* _What is being asked_
Pick out each line in the entries below that contains the word "this" and copy it.

* _Data rows_

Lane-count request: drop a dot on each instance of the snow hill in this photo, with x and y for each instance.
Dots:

...

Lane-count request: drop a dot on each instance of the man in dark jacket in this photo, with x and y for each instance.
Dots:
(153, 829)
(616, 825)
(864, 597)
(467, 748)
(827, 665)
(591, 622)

--

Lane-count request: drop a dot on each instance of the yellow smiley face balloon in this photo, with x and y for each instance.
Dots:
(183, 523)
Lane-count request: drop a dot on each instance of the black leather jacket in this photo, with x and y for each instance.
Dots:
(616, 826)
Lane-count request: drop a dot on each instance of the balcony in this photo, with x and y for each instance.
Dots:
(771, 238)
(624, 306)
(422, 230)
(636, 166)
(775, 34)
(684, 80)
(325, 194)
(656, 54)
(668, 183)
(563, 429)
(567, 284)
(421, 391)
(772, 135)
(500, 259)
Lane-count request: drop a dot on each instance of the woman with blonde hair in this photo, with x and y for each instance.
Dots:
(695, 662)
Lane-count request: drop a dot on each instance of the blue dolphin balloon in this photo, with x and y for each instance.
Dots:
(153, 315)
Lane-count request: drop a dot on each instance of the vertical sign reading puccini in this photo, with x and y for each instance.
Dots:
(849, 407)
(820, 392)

* _Written response_
Lane-count request: drop a dot on each instance of the snow hill in this photo, with x and y for each instance.
Lane-count request: drop a dot on each instance of the man in dark jacket in this photo, with x and y for each instance.
Lane-count request: drop a dot on each instance of the yellow smiley face balloon in this photo, with x and y for each instance.
Lane-count request: drop a dot on each instance of the black leather jacket in this photo, with x and y for each instance.
Lane-count request: drop a dot on each instance of the balcony in this photo, with x and y for each instance.
Lane-count request: drop a dot on each instance of the woman with blonde hair in this photo, with x and y for each instance.
Lane-count request: drop a dot on each instance of the blue dolphin balloon in this photo, with x and y for each instance.
Lane-count request: drop a dot on each instance of the vertical sign reading puccini in this photo, with x and y for each instance.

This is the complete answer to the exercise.